みかん おいしくなーれ
- 作・絵:
- 矢野 アケミ
- 出版社:
- 大日本図書
絵本紹介
2023.01.25
「笑うことはとってもいいこと」というのは、世界共通認識のひとつ。日本に「笑う門には福来たる」ということわざがあるように、英語でも「Laugh and the world laughs with you, weep and you weep alone.(笑うときはみんな一緒、でも泣くときはひとり)」という格言があります。人は、幸せな人のところに集まりたくなってしまう習性があるのかもしれません。
そうは言っても、なにかきっかけがなくては笑えませんよね。そこで! 新年初笑いにもってこいの絵本9冊を集めました。
ひとくちに「笑い」といっても、爆笑必至やひねりのあるネタ、じわじわ笑いにナンセンスなど方向性はイロイロ。笑いのツボも人それぞれですから、ぜひいろんな笑いを絵本で味わってみてください。
それではみなさん、お顔と心の準備をして……ハイ、お笑い!
みどころ
オレンジ色のころっとしたみかん。
見つめていたら……。
「おいしくなるおまじない」を唱えたくなっちゃう!?
さて、どんなおまじないかというと……。
「みかぽん みかぽん
おいしく な〜れ〜
みかぽん みかぽん
むきむき……」
「ぱっ!」
みかんの房があらわれると思うでしょう、そうでしょう?
ところが、むいた皮を「ぱっ」と広げた中身は、なんといちご大福!
なんで〜?
不思議だけど、とにかくおいしそうだから食べちゃえ、と食べます。
「もちゅ もちゅ もちゅ」ってね。
さあ、次こそ!
でも「ぱっ!」と皮を広げた中身はやっぱりちがうんですーー。
こんどはメロンパン。
あれあれ、このおまじない、まちがってる?
「おいしい」ってことはまちがってないのかな?
手のひらにのせると、その重みやしっとりつやっとした感触を楽しみたくなる、みかん。
皮をむいたら中身は、ぜんぜんみかんじゃないものが出てきちゃう!?
……なんて、子どもは大好きな世界ですね。
この変てこさ、子どもたちのくすくす笑いが聞こえてきそう。
「みかぽん、みかぽん……」とユーモラスに唱えて、みかんの皮をむくのもわくわくドキドキ。
ぼくの、わたしのみかんの中身は、おいしいみかんになったかな?
魔法をかける、おまじないの言葉は、きっといくつあっても素敵です。
さあ、あなたも一緒に、
「みかぽん みかぽん
おいしく な〜れ〜……」
絵本と想像遊びの世界を楽しんでくださいね!
この書籍を作った人
1973年、愛知県生まれ。幼稚園の頃の夢は、絵本をつくって売る人。子どもの本専門店「メリーゴーランド」(三重県四日市市)主宰の絵本塾に参加。『どうぶつドドド』(鈴木出版)で第22回日本絵本賞読者賞を受賞。その他作品に『ジェリーのあーな あーな』『ジェリーのながーい ながーい』『ジェリーのこーろ ころん』『バナナおいしくなーれ』『みかんおいしくなーれ』(大日本図書)、『ぐるぐるカレー』『ぐるぐるせんたく』『ぐるぐるジュース』『ぺったんこぺったんこ』(アリス館)、『わっかが8ぽんスポン!』(PHP研究所)、『ギョギョギョつり』(鈴木出版)、『ばんそうこう くださいな』(WAVE出版)などがある。

= 元データ =

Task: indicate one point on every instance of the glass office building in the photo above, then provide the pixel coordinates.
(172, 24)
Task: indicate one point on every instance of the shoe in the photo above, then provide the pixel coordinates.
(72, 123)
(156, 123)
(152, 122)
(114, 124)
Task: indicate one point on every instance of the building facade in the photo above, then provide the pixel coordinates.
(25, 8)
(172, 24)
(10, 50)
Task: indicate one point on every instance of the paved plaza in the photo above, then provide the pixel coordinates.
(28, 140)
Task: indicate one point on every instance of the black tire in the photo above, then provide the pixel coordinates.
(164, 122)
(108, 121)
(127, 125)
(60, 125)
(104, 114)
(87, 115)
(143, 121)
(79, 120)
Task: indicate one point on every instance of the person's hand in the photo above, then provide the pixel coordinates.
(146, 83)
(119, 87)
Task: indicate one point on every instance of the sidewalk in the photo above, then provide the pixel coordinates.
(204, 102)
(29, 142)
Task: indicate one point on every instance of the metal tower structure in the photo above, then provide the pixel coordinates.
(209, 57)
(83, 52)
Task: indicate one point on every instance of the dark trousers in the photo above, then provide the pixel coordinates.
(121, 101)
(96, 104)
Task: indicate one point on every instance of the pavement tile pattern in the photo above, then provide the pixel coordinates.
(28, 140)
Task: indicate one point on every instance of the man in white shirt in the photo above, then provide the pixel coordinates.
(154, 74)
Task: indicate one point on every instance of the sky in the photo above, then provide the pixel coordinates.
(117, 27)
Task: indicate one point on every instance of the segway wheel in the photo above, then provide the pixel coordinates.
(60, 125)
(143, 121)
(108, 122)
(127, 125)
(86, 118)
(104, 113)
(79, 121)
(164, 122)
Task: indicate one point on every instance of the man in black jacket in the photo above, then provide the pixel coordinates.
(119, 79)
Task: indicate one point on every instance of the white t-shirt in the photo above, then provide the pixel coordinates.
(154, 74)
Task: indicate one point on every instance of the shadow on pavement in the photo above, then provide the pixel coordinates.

= 指示 =
絵本紹介によると、おまじないを唱えて最初にむいた皮を「ぱっ」と広げたとき、中から出てくるものは何か。

= 出力全文 =
いちご大福。